**** TASK INPUTS

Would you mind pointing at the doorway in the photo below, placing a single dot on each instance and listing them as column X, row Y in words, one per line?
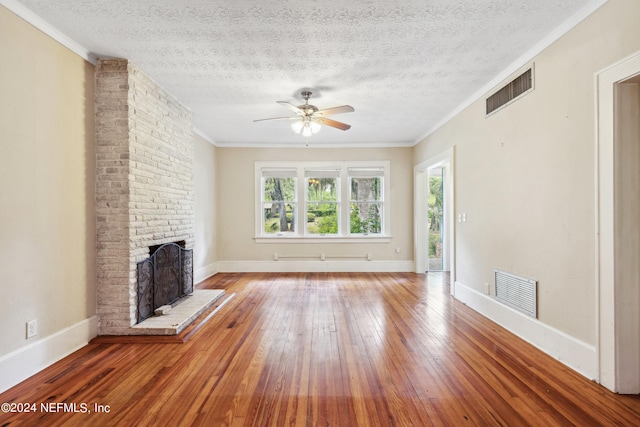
column 618, row 229
column 436, row 243
column 428, row 210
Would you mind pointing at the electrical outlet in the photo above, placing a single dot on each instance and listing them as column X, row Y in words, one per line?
column 32, row 328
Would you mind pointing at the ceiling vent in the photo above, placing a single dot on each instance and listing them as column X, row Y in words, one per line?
column 510, row 92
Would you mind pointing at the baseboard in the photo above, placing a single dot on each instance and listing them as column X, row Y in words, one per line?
column 204, row 273
column 26, row 361
column 282, row 266
column 576, row 354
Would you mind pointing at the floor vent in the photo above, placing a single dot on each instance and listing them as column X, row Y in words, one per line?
column 517, row 292
column 512, row 90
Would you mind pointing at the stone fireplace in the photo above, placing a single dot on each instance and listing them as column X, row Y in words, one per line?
column 144, row 184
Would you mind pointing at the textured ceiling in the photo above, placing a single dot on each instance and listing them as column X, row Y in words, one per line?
column 404, row 66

********

Please edit the records above, swapping "single dot" for "small dot" and leaving every other word unchanged. Omit the pictures from your version.

Would you mind pointing at the doorway in the photo below, placing a small dot on each instance and listing them as column X, row Y in words, one per line?
column 618, row 229
column 436, row 243
column 428, row 210
Would you mind pointing at the electrical outlet in the photo above, placing a small dot on each instance and listing them as column X, row Y in words, one per line?
column 32, row 328
Would you mind pointing at the ceiling vent in the photo above, placing a small dot on each instance and listing them as column X, row Y in words, one per line?
column 510, row 92
Would you mind pointing at the baseboard in the photo above, placing a small dot on each instance and listing them as column X, row Y in words, one per line?
column 204, row 273
column 26, row 361
column 282, row 266
column 576, row 354
Would you mind pointing at the floor vent in the photo above, placing a small dot on each instance and listing them as column X, row Y in words, one per line?
column 517, row 292
column 512, row 90
Would you mind pointing at the stone fireplace in the photo above, placing a small dot on each instance and listing them as column X, row Y in words, one per line?
column 144, row 184
Would you mind pointing at the textured ceiling in the photo above, placing a small dot on each instance and listing them as column X, row Y in words, one per line?
column 404, row 66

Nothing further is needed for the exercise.